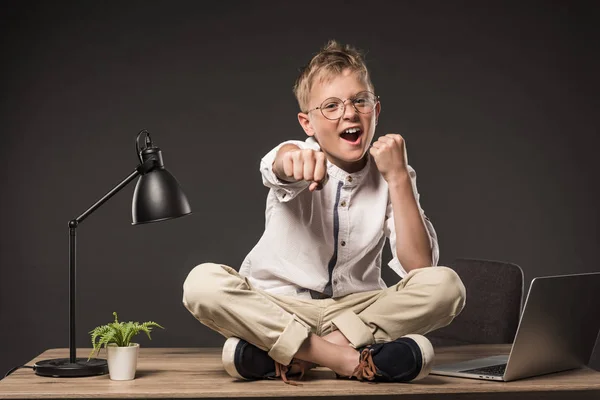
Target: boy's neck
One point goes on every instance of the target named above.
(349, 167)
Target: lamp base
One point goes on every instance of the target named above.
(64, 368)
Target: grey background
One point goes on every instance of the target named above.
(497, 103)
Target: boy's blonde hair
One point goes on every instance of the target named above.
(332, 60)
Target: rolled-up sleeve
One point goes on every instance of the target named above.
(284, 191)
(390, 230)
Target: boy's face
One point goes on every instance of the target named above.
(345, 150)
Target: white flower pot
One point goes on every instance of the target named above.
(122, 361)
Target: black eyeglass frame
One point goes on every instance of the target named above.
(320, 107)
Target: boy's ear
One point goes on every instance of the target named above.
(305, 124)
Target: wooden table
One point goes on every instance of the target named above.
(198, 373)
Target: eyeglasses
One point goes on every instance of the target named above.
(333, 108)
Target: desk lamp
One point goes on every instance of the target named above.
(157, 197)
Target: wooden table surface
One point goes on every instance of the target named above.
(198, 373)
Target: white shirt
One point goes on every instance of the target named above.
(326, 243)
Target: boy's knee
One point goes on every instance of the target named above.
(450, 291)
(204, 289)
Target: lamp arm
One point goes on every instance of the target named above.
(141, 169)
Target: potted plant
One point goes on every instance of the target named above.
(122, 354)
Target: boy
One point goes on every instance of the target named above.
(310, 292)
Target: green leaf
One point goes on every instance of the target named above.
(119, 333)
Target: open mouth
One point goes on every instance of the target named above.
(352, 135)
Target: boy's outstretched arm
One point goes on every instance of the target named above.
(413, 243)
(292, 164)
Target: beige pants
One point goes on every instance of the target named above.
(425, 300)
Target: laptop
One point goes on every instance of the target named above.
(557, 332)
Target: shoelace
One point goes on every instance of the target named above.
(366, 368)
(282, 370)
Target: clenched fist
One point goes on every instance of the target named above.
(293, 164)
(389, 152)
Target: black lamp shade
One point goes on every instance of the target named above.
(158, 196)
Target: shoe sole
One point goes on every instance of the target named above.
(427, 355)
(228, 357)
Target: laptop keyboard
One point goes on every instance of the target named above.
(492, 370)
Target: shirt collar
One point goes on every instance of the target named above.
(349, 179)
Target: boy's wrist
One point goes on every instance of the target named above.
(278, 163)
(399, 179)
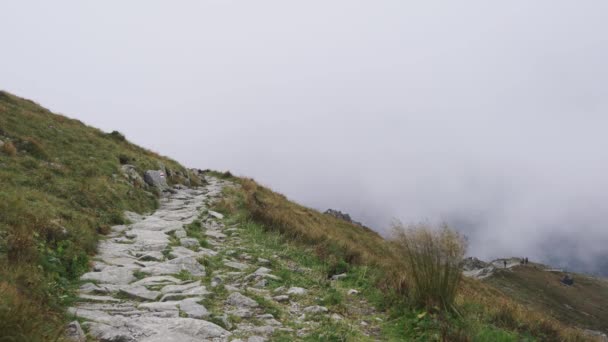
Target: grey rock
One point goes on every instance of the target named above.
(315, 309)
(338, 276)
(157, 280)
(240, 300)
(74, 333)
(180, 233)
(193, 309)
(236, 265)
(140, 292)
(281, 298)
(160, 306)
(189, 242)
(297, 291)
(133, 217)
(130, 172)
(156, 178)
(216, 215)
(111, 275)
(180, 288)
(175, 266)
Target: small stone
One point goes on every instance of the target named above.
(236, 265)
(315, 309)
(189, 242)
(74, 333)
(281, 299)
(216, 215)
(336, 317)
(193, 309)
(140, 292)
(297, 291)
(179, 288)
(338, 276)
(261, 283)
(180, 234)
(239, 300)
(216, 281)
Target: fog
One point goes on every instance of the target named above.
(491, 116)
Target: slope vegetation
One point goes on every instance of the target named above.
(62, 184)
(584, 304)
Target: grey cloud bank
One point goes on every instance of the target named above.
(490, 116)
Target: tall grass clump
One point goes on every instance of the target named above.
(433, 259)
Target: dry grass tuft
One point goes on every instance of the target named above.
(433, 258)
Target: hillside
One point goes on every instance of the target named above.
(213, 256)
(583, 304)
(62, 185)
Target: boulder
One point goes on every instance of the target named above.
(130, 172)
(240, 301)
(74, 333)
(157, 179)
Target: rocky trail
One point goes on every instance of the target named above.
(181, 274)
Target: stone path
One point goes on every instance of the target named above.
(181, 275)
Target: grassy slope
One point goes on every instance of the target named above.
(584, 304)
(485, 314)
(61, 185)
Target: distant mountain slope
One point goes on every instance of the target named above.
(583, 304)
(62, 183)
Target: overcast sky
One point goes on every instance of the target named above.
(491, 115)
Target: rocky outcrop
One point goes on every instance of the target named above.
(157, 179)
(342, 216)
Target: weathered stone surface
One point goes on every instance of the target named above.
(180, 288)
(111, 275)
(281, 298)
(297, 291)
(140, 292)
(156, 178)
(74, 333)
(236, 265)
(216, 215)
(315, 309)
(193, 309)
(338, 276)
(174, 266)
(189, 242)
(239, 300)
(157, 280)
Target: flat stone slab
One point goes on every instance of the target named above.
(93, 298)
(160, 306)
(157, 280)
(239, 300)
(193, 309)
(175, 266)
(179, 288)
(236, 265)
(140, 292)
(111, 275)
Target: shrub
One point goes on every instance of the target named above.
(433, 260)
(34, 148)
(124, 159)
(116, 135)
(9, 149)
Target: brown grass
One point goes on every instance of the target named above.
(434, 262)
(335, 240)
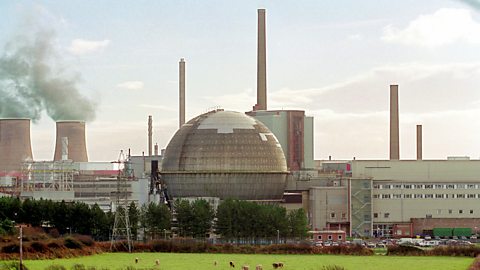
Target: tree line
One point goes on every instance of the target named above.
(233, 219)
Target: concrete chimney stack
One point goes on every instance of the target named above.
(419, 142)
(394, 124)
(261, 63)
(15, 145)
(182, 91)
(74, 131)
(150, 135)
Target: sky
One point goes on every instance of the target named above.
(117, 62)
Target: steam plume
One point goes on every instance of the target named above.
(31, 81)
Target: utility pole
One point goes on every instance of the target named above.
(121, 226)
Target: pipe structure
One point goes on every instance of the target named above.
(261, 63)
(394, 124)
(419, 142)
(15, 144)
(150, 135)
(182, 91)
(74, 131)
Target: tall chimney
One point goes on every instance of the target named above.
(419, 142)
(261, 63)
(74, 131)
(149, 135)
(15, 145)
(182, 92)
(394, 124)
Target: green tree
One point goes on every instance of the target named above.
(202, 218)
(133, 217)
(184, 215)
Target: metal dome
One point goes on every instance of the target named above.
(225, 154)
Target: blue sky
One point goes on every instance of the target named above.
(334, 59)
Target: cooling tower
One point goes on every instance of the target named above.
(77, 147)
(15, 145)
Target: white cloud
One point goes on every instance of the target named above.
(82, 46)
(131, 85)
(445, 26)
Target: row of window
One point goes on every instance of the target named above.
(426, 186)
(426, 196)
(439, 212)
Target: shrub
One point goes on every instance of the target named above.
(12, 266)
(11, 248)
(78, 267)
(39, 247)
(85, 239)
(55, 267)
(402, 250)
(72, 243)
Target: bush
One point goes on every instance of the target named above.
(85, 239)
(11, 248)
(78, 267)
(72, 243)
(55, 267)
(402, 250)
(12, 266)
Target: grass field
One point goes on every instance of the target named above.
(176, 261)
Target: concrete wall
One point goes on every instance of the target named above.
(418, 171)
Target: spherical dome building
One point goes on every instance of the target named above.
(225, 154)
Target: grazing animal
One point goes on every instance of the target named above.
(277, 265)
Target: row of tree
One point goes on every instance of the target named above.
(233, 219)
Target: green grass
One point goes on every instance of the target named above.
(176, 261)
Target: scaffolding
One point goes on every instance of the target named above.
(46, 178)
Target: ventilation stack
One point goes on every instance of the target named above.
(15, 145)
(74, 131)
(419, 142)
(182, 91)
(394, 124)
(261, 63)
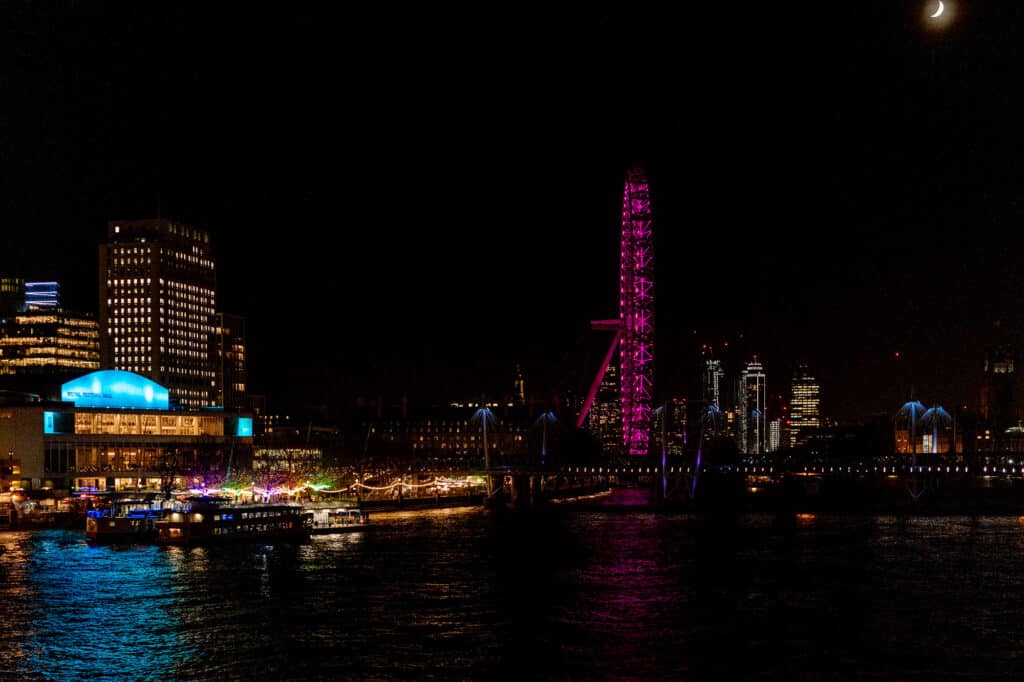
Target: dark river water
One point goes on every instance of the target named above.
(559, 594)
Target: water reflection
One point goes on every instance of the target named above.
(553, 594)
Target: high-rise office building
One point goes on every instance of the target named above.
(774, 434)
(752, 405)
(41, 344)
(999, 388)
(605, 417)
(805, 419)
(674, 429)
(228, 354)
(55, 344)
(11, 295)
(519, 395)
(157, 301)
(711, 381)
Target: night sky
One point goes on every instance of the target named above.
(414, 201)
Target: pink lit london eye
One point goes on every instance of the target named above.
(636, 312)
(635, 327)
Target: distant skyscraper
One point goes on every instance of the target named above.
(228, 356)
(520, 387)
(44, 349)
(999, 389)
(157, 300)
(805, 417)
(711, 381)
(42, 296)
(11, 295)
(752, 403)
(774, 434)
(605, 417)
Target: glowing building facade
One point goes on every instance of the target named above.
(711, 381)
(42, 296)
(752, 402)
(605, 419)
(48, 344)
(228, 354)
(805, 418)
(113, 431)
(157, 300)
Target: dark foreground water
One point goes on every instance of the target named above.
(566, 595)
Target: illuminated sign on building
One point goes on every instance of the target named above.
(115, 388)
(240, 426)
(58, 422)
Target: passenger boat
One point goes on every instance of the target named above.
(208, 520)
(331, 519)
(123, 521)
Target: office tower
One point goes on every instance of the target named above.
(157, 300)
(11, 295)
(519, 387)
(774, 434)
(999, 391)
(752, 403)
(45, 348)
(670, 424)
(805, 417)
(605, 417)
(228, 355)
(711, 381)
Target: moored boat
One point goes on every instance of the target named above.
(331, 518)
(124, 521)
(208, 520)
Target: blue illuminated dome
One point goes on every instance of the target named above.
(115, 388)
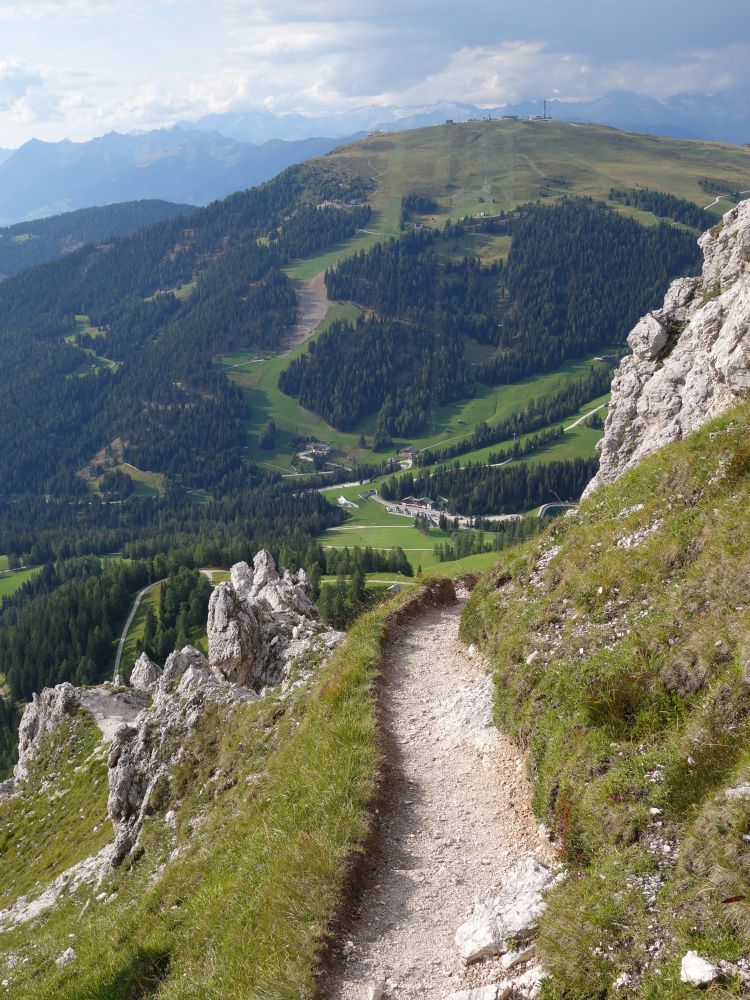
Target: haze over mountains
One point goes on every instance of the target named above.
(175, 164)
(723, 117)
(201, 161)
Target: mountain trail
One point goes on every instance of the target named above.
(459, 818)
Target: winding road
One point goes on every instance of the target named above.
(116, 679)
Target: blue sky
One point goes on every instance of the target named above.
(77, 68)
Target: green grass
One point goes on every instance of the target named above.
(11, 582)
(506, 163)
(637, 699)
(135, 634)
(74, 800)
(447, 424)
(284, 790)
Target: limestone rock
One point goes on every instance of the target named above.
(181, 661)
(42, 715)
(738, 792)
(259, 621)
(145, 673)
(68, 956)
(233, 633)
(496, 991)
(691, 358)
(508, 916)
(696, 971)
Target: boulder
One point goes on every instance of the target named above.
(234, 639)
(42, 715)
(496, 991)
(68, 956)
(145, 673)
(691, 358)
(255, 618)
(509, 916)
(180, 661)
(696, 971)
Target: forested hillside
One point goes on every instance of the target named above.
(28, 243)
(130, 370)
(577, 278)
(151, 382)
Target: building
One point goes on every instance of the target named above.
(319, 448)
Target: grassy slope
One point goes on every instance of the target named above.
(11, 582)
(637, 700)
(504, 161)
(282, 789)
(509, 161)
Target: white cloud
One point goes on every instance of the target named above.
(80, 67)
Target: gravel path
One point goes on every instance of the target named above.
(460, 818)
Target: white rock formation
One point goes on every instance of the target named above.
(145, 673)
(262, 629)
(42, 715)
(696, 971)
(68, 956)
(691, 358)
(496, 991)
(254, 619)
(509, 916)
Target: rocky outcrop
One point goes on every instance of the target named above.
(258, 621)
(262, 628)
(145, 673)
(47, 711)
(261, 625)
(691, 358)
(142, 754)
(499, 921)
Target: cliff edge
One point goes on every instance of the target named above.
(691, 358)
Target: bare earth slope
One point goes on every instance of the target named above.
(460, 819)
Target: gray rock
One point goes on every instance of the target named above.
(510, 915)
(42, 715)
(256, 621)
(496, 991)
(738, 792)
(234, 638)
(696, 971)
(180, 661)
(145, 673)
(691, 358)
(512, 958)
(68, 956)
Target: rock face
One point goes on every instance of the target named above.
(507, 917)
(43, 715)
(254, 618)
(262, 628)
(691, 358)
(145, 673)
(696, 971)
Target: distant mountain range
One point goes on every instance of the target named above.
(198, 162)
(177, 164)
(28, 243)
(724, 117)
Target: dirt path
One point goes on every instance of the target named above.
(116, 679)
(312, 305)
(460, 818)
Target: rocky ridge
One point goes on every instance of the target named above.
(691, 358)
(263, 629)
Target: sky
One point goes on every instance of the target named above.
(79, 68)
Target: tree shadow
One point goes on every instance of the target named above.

=-=-=-=-=

> How to complete this task: Start with the line above that contains "Target: bare earth slope" and end with the line that contains "Target: rock face". Write out those lines exactly, and only those.

> Response area:
Target: bare earth slope
One point goes on every instance of the target named above.
(460, 819)
Target: gray rock
One point goes on every instance of the target named above.
(510, 915)
(42, 715)
(256, 621)
(496, 991)
(738, 792)
(234, 638)
(696, 971)
(180, 661)
(145, 673)
(691, 358)
(512, 958)
(68, 956)
Target: rock face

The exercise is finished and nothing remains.